**Obiettivo 1:** Modifica la parte della sentenza compresa tra "rappresentante pro tempore" e "Dott. Roberto Amatore.", estremi inclusi, riscrivendola con "Catanzaro" sostituito da "Cosenza".

::: Brano riportato

Sentenza Sentenza Cassazione Civile n. 27068 del 26/11/2020

Cassazione civile sez. I, 26/11/2020, (ud. 08/10/2020, dep. 26/11/2020), n.27068

LA CORTE SUPREMA DI CASSAZIONE

SEZIONE PRIMA CIVILE

Composta dagli Ill.mi Sigg.ri Magistrati:

Dott. SAN GIORGIO Maria Rosaria – Presidente –

Dott. MELONI Marina – Consigliere –

Dott. IOFRIDA Giulia – Consigliere –

Dott. SUCCIO Roberto – Consigliere –

Dott. AMATORE Roberto – rel. Consigliere –

ha pronunciato la seguente:

ORDINANZA

sul ricorso n. 17664-2019 r.g. proposto da:

N.U., (cod. fisc. (OMISSIS)), rappresentato e difeso, giusta

procura speciale apposta in calce al ricorso, dall’Avvocato

Giovambattista Scordamaglia, presso il cui studio è elettivamente

domiciliato in Petilia Policastro, Via Arringa n. 60;

– ricorrente –

contro

MINISTERO DELL’INTERNO, (cod. fisc. (OMISSIS)), in persona del legale

rappresentante pro tempore il Ministro;

– intimato –

avverso la sentenza della Corte di Appello di Catanzaro, depositata

in data 14.1.2019;

udita la relazione della causa svolta nella camera di consiglio del

8/10/2020 dal Consigliere Dott. Roberto Amatore.

::::::
::: Voci fornite

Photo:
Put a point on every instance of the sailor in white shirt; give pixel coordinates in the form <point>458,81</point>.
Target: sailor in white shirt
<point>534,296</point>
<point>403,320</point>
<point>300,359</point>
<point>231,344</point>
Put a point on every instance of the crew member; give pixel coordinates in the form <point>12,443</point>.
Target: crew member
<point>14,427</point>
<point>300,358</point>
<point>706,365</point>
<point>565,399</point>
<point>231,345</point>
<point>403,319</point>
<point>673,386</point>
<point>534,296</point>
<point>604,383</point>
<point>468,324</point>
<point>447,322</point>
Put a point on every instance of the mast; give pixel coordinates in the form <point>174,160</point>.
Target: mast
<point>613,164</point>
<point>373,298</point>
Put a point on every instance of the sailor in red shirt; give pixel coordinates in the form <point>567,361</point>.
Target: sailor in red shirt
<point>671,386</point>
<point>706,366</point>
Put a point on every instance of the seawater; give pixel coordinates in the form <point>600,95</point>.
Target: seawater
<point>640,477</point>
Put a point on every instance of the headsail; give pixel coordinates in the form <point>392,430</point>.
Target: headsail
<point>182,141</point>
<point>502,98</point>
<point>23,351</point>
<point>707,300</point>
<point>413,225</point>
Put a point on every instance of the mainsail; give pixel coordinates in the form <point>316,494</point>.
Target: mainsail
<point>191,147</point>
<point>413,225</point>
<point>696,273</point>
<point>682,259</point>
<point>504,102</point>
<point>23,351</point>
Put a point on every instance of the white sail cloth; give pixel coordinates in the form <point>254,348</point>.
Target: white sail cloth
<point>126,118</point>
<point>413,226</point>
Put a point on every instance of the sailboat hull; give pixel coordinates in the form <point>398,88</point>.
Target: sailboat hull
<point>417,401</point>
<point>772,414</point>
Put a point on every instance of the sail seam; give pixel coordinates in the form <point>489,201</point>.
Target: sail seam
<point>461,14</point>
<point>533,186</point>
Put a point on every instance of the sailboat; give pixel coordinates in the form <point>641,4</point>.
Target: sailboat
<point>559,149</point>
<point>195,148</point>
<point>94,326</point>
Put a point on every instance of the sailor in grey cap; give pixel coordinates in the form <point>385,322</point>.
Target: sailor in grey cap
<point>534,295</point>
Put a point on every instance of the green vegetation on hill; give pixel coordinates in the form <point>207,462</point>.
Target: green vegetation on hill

::::::

**Obiettivo 2:** Tra le righe fornite sopra, ripeti senza alcuna modifica quelle comprese tra la riga che contiene "Put a point on every instance of the mast;" e quella che contiene "<point>706,366</point>", entrambe incluse.

**Risposta completa 1:**
rappresentante pro tempore il Ministro;

– intimato –

avverso la sentenza della Corte di Appello di Cosenza, depositata

in data 14.1.2019;

udita la relazione della causa svolta nella camera di consiglio del

8/10/2020 dal Consigliere Dott. Roberto Amatore.

**Risposta completa 2:**
Put a point on every instance of the mast; give pixel coordinates in the form <point>174,160</point>.
Target: mast
<point>613,164</point>
<point>373,298</point>
Put a point on every instance of the sailor in red shirt; give pixel coordinates in the form <point>567,361</point>.
Target: sailor in red shirt
<point>671,386</point>
<point>706,366</point>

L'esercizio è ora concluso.